▶ INSTRUCTIONS FOR THE TASK
Lay out every line of the items below as a numbered list, omitting blank lines and the pictures.

▶ RAW DATA
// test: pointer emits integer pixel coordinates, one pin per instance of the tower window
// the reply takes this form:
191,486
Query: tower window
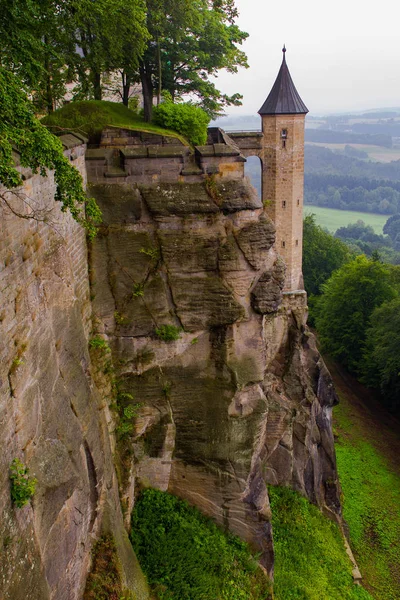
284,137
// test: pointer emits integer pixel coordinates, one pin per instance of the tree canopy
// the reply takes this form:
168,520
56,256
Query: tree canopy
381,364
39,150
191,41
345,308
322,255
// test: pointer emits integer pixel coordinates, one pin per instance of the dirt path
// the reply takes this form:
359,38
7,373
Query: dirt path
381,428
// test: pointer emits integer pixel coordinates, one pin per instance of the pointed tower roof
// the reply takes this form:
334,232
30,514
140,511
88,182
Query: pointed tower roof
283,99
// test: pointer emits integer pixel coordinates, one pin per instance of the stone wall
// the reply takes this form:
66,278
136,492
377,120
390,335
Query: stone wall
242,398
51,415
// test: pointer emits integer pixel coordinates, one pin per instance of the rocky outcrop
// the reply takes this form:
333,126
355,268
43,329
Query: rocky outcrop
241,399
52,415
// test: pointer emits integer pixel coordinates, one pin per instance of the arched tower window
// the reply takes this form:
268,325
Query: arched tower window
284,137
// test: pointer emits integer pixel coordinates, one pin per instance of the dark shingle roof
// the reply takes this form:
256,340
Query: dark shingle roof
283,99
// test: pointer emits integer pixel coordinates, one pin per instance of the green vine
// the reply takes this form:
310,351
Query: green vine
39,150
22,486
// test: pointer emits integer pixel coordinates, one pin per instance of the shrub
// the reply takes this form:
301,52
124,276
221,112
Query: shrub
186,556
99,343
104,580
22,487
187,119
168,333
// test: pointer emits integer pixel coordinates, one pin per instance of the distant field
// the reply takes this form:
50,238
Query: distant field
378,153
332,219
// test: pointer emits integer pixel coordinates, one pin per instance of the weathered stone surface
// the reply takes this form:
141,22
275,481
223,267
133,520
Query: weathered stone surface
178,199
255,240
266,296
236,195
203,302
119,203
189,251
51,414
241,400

▶ THE RESPONSE
1. // test: pointer emits integer pixel coordinates, one pin per instance of the tower window
2. // the reply takes this form:
3. 191,486
4. Query: tower window
5. 284,137
6. // test: pointer emits integer pixel coordinates, one pin per instance of the tree canopy
7. // the reply takes this form:
8. 168,520
9. 56,256
10. Query: tree canopy
11. 381,364
12. 39,150
13. 191,41
14. 345,308
15. 322,255
16. // test: pointer emits integer pixel coordinates, one pin per instance of the dirt path
17. // the reply takes this form:
18. 359,38
19. 7,373
20. Query: dirt path
21. 381,428
22. // test: pointer emits integer pixel coordinates, one pin per instance of the pointed tower roof
23. // the reply takes this form:
24. 334,232
25. 30,514
26. 140,511
27. 88,182
28. Query: pointed tower roof
29. 283,99
30. // test: pointer emits integer pixel coordinates, one pin per instance of the stone wall
31. // the reply takes this form:
32. 66,278
33. 136,492
34. 377,120
35. 390,335
36. Query: stone wall
37. 242,398
38. 51,415
39. // test: pointer emits integer pixel coordinates, one pin per instance of the rocky outcrop
40. // the reply takes this form:
41. 333,126
42. 355,268
43. 43,329
44. Query: rocky outcrop
45. 241,399
46. 52,415
47. // test: pointer emits integer pixel coordinates, one pin per instance of the arched tower window
48. // the reply takes this form:
49. 268,325
50. Query: arched tower window
51. 284,137
52. // test: pointer emits integer pixel coordinates, one pin per instance of the dark shingle roof
53. // the reply takes this form:
54. 256,340
55. Query: dark shingle roof
56. 283,99
57. // test: pointer emits integer pixel coordinates, one pin per instance of the green vine
58. // the reply takes this form:
59. 310,351
60. Query: green vine
61. 39,150
62. 22,486
63. // test: pointer emits integer pixel coordinates, one pin per instance of the shrub
64. // the reply takes this form:
65. 301,52
66. 124,276
67. 221,112
68. Query: shrub
69. 186,556
70. 99,343
71. 104,580
72. 22,487
73. 187,119
74. 168,333
75. // test: pointer emits integer pixel coordinates, one pin per instance of the distant field
76. // the reply takes this form:
77. 50,238
78. Query: distant field
79. 378,153
80. 332,219
81. // test: pointer emits integer pixel coordinates, one pin per instance of the weathered stone surface
82. // the reply takes this form:
83. 141,22
84. 275,481
85. 223,267
86. 133,520
87. Query: weathered stone surface
88. 178,199
89. 255,240
90. 266,296
91. 236,195
92. 203,302
93. 119,203
94. 189,251
95. 51,414
96. 241,400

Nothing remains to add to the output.